Dataset entries ->
══════════
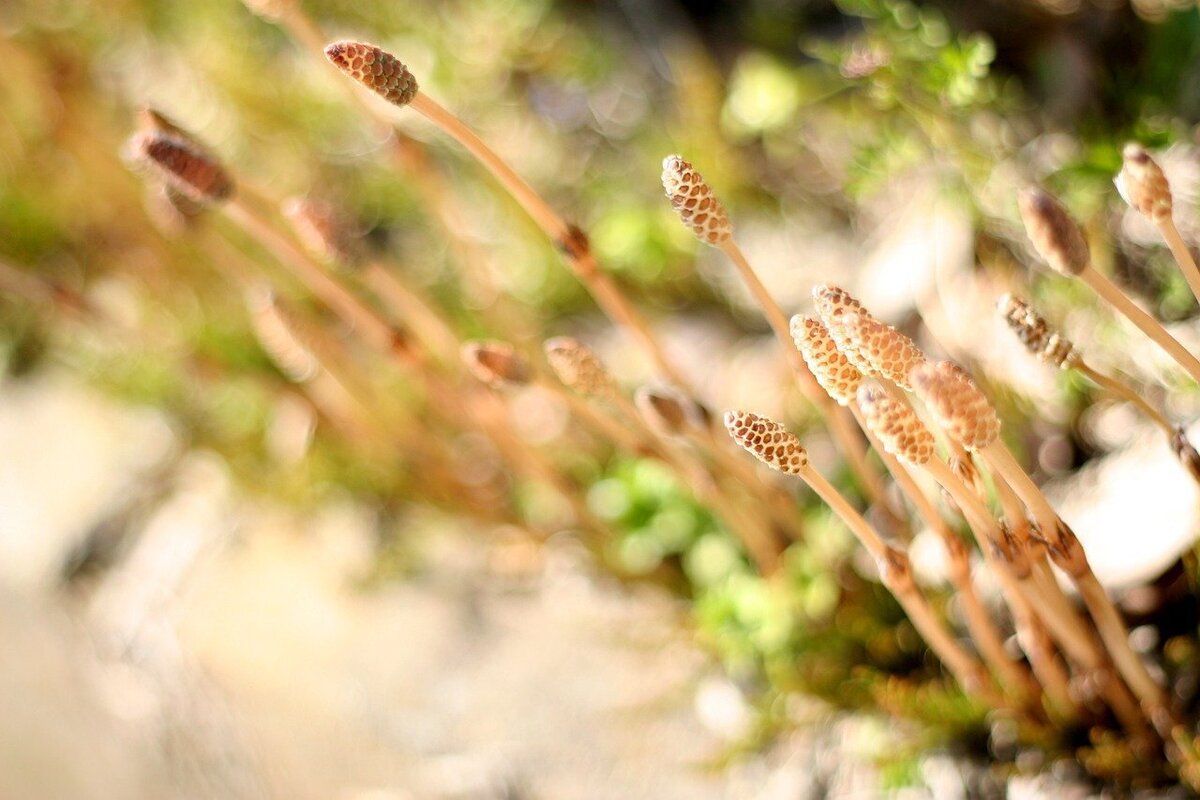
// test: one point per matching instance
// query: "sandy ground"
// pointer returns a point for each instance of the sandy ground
(232, 650)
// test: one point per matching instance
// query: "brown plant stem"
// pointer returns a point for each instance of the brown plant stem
(1068, 554)
(1122, 391)
(850, 441)
(749, 525)
(897, 575)
(570, 240)
(983, 631)
(415, 312)
(1147, 324)
(409, 155)
(1181, 252)
(1060, 620)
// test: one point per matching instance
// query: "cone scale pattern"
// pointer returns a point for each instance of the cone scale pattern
(1036, 334)
(768, 441)
(834, 304)
(889, 353)
(1143, 184)
(496, 364)
(579, 367)
(377, 70)
(693, 199)
(184, 166)
(897, 426)
(829, 366)
(1055, 234)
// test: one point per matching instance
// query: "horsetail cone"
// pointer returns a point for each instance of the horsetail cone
(897, 426)
(496, 364)
(1036, 334)
(889, 353)
(1143, 184)
(183, 164)
(828, 365)
(270, 10)
(1055, 234)
(768, 441)
(323, 232)
(833, 305)
(693, 199)
(377, 70)
(579, 367)
(958, 404)
(155, 121)
(665, 413)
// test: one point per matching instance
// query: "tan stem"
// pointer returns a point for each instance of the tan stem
(966, 671)
(897, 575)
(1066, 548)
(599, 422)
(748, 524)
(847, 438)
(325, 288)
(412, 311)
(570, 241)
(1127, 394)
(780, 506)
(1060, 619)
(979, 624)
(841, 506)
(1181, 252)
(1147, 324)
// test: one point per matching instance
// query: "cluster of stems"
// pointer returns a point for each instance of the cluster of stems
(927, 422)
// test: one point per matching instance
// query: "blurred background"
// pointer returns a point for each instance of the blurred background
(219, 579)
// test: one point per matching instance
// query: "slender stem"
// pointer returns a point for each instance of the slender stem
(601, 423)
(1072, 558)
(979, 624)
(1181, 252)
(749, 525)
(1060, 619)
(328, 289)
(771, 310)
(849, 440)
(840, 505)
(570, 241)
(898, 577)
(1036, 641)
(1125, 392)
(1062, 623)
(513, 182)
(378, 332)
(412, 310)
(779, 505)
(1149, 325)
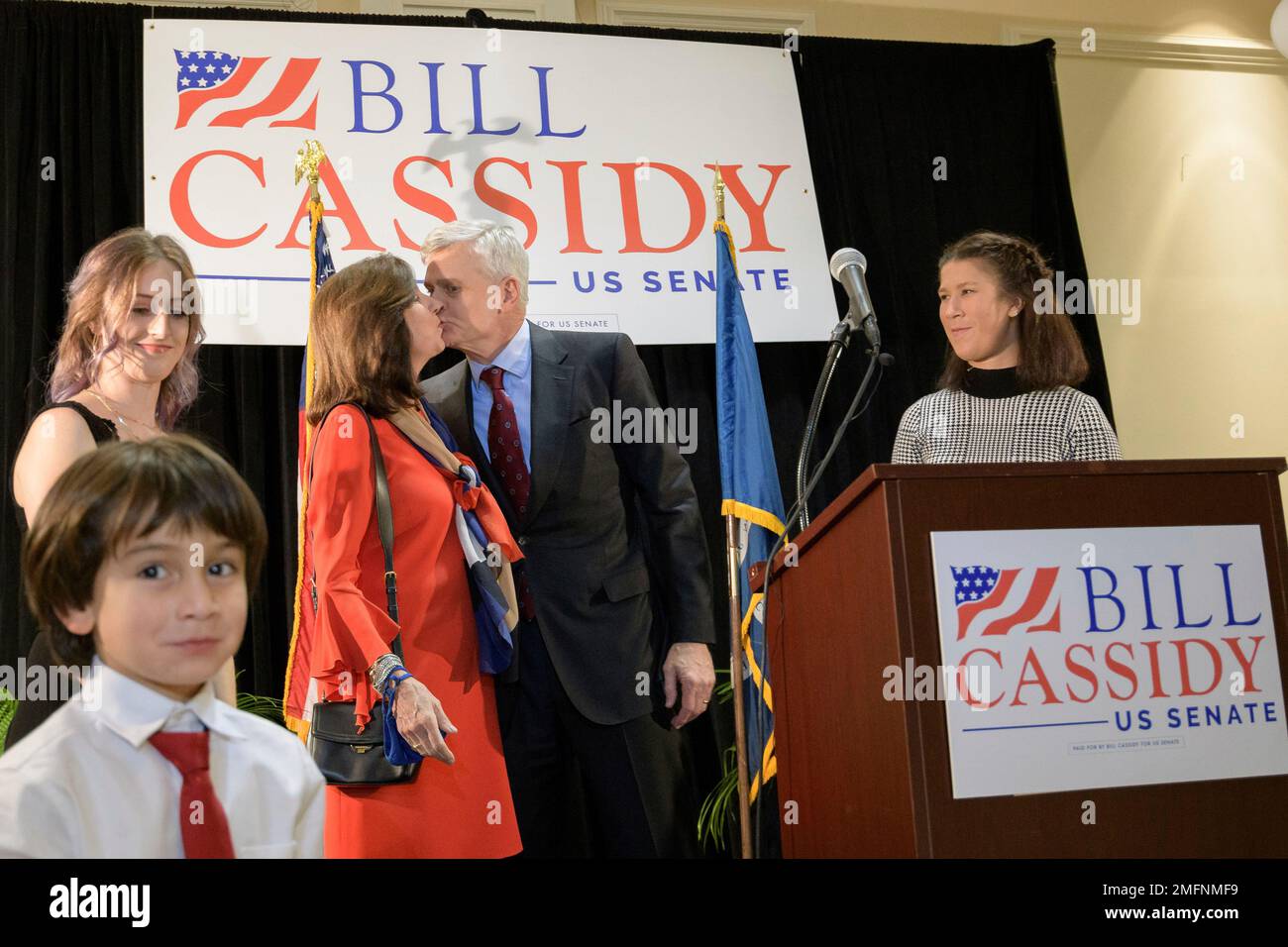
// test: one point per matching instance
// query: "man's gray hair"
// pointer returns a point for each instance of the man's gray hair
(496, 247)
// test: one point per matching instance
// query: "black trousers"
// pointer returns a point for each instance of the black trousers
(587, 789)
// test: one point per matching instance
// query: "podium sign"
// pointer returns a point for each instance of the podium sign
(1108, 657)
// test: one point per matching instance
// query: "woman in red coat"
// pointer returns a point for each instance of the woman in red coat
(373, 333)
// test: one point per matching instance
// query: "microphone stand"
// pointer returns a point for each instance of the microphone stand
(840, 341)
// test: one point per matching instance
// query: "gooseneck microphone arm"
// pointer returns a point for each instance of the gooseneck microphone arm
(848, 266)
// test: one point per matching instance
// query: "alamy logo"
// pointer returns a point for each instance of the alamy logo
(75, 899)
(1089, 296)
(648, 425)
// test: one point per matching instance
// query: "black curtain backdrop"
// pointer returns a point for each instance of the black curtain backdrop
(877, 115)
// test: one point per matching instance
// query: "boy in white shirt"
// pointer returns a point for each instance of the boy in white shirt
(141, 561)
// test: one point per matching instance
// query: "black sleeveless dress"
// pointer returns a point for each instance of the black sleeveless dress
(31, 714)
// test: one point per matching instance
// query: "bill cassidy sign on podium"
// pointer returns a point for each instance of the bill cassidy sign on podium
(1108, 657)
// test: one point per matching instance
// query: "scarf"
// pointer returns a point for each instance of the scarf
(482, 532)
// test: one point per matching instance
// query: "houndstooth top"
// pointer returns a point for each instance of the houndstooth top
(988, 420)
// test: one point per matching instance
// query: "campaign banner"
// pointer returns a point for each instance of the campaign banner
(1108, 657)
(597, 150)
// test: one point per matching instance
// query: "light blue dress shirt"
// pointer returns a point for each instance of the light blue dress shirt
(515, 360)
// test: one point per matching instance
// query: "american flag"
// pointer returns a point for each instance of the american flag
(993, 602)
(205, 75)
(204, 68)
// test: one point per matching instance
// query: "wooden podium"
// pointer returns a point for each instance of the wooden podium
(872, 777)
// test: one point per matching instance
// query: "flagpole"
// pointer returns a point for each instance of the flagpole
(307, 161)
(739, 722)
(732, 573)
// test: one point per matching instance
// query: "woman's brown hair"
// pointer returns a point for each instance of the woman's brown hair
(116, 492)
(99, 299)
(361, 342)
(1050, 350)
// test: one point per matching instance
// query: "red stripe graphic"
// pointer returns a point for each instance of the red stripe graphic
(287, 89)
(995, 598)
(1039, 592)
(192, 99)
(308, 120)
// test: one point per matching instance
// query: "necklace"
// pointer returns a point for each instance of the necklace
(123, 419)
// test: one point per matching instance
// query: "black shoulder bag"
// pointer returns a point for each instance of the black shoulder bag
(344, 755)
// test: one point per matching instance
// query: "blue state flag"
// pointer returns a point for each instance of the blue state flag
(750, 491)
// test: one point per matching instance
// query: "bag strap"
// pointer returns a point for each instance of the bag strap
(384, 518)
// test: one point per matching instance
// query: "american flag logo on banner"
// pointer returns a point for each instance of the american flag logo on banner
(993, 602)
(205, 75)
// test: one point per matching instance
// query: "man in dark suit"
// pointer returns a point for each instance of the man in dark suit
(584, 506)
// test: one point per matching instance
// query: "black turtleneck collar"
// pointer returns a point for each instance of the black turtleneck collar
(991, 382)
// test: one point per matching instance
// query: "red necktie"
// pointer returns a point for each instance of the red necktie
(201, 815)
(505, 450)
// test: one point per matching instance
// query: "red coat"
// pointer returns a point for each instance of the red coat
(462, 810)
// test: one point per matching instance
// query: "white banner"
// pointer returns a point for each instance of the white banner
(1108, 657)
(597, 150)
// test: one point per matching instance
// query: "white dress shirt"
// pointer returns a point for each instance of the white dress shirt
(86, 784)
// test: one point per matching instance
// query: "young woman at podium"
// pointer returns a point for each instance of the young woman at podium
(1005, 394)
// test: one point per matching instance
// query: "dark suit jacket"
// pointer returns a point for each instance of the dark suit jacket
(591, 504)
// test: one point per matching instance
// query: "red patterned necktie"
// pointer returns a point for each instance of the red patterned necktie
(201, 815)
(505, 450)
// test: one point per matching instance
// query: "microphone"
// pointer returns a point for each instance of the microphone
(848, 266)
══════════
Prompt -> The copy must match each record exactly, apart from the images, which stay out.

Exercise result ->
// test: one point per matching instance
// query: "sandy ground"
// pointer returns a point for each instance of the sandy ground
(232, 650)
// test: one point per matching instance
// query: "brown plant stem"
// pointer returns a point for each instance of the brown plant stem
(1068, 554)
(1122, 391)
(850, 441)
(749, 525)
(897, 575)
(570, 240)
(983, 631)
(415, 312)
(1147, 324)
(409, 155)
(1181, 252)
(1060, 620)
// test: one point per matching instance
// query: "cone scale pattern"
// pointer returns a point for each instance of the cone scale pattern
(1036, 334)
(768, 441)
(834, 304)
(889, 353)
(1143, 184)
(496, 364)
(579, 367)
(377, 70)
(693, 199)
(184, 166)
(897, 426)
(829, 366)
(1055, 234)
// test: one point per matching instance
// query: "horsetail cone"
// pointer returns a point for each instance of the horsetail cone
(897, 426)
(496, 364)
(1036, 334)
(889, 353)
(1143, 184)
(183, 164)
(828, 365)
(270, 10)
(1055, 234)
(768, 441)
(323, 232)
(833, 305)
(693, 199)
(377, 70)
(579, 367)
(958, 404)
(155, 121)
(665, 413)
// test: one point per matching instance
// query: "tan stem"
// pointer returns a point for each instance of the tan stem
(966, 671)
(897, 575)
(1066, 548)
(599, 422)
(748, 524)
(847, 438)
(325, 288)
(412, 311)
(570, 241)
(1127, 394)
(780, 506)
(1060, 619)
(979, 624)
(841, 506)
(1181, 252)
(1147, 324)
// test: one point per matching instance
// query: "cluster of stems"
// pointer returns a point for each instance of the cluster of stems
(927, 422)
// test: one point per matching instance
// query: "blurred background"
// pointer returns a point for each instance of the blurred background
(219, 579)
// test: one point per matching instance
// query: "slender stem"
// pointer returns a point for each instance of the slender stem
(601, 423)
(1072, 558)
(979, 624)
(1181, 252)
(749, 525)
(1060, 619)
(328, 289)
(771, 310)
(849, 440)
(840, 505)
(570, 241)
(898, 577)
(1036, 641)
(1125, 392)
(1062, 623)
(513, 182)
(378, 332)
(412, 310)
(779, 505)
(1149, 325)
// test: one point per matching instance
// query: "man's gray hair"
// pointer returns a point for each instance of the man's gray hair
(496, 247)
// test: one point per matching instance
// query: "black trousers"
// pointer returns a point for each instance of the black trousers
(587, 789)
// test: one point per matching instance
// query: "podium sign"
// pointer returns a point for each instance of the podium sign
(1108, 657)
// test: one point per matching instance
// query: "woman in red coat"
// pointer returns a point for each instance of the woman in red coat
(373, 333)
// test: one point per matching instance
// query: "microphone stand"
// pointer returns a point for each instance of the microphone stand
(840, 341)
// test: one point per matching instance
// query: "gooseneck microphone arm"
// pointer returns a point for each instance of the gooseneck microphone arm
(848, 266)
// test: one point per matching instance
// query: "alamy logo"
// pointer returns a point for each instance of the alamy logo
(75, 899)
(1089, 296)
(648, 425)
// test: one point per matching instance
// query: "black curtain backdrop"
// pointer returns a point for each instance of the black curtain backdrop
(877, 115)
// test: one point per matching instance
// query: "boy in white shirt"
// pointer returns a point for each instance of the boy in white shirt
(141, 561)
// test: one point per matching instance
// query: "black sleeveless dress"
// pointer returns a point for each instance of the black sleeveless dress
(31, 714)
// test: one point per matching instance
// query: "bill cassidy sign on podium"
// pointer returns a point for each instance of the bill cassidy sign on podium
(1108, 657)
// test: one point per matching instance
// query: "scarf"
// pointer returns a point for each instance of the scarf
(482, 532)
// test: one point per matching instance
// query: "houndstooth top"
// pointer returns a point for each instance of the houndstooth top
(988, 420)
// test: one point per matching instance
// query: "campaign banner"
// pointer returns a point for each instance of the campaign banner
(1108, 657)
(597, 150)
// test: one point per matching instance
// query: "light blue dress shirt"
// pointer returns a point for each instance of the light blue dress shirt
(515, 360)
// test: one point per matching instance
// query: "american flag"
// pointer returns a point for each instance of the american flag
(993, 602)
(205, 75)
(204, 68)
// test: one point per matching instance
// query: "wooden podium"
// pointer returns a point for each instance of the wooden podium
(872, 777)
// test: one point per matching instance
// query: "flagpole"
// pointer returns a point for each instance of the flagpole
(307, 161)
(739, 722)
(732, 573)
// test: one point per matching instance
// query: "woman's brown hair"
// pointer returns a point for each instance of the woman's brown hair
(116, 492)
(99, 299)
(361, 342)
(1050, 350)
// test: one point per matching instance
// query: "red stripe graphic"
// pointer returns a point for each instance of the red stripe graphic
(287, 89)
(995, 598)
(1039, 592)
(192, 99)
(308, 120)
// test: one point per matching instance
// query: "necklace"
// pointer returns a point for each instance of the necklace
(123, 419)
// test: one point per matching instance
// query: "black shoulder bag"
// pointer returns a point for each instance of the black shoulder bag
(344, 755)
// test: one point per matching instance
// query: "blue state flag"
// pointer returns a point for each instance of the blue state flag
(750, 491)
// test: one point per matching instance
// query: "bag strap"
// pointer returns a point for each instance of the bag strap
(384, 518)
// test: one point per matching instance
// query: "american flag logo on banner"
// pointer returns a point for each instance of the american flag logo on banner
(993, 602)
(205, 75)
// test: one point per matching instance
// query: "man in dark suit"
// pointer returns a point for each instance of the man in dark suit
(584, 506)
// test: one point per matching instance
// query: "black turtleneck collar"
// pointer returns a point for each instance of the black turtleneck collar
(991, 382)
// test: one point per matching instance
// query: "red necktie"
// pointer returns a point for each instance of the red necktie
(201, 815)
(505, 450)
// test: one point per matching instance
// query: "red coat"
// pointer returns a point for each instance of the red coat
(462, 810)
// test: one point per matching instance
// query: "white banner"
// pointer returns a point for each instance of the white banner
(1108, 657)
(597, 150)
// test: one point per matching instance
// query: "white dress shirt"
// pointer returns a point for each instance of the white dress shirt
(86, 784)
// test: one point per matching instance
// query: "young woman at podium"
// pointer returns a point for each instance of the young woman at podium
(1005, 394)
// test: one point per matching instance
// query: "dark suit jacket"
// pointer returns a point for each instance of the dark suit jacket
(591, 504)
// test: one point per matching instance
// query: "red patterned necktie"
// pointer returns a point for each instance of the red patterned necktie
(201, 815)
(505, 450)
// test: one point per matching instance
// query: "microphone"
// pointer returns a point for each instance of the microphone
(848, 266)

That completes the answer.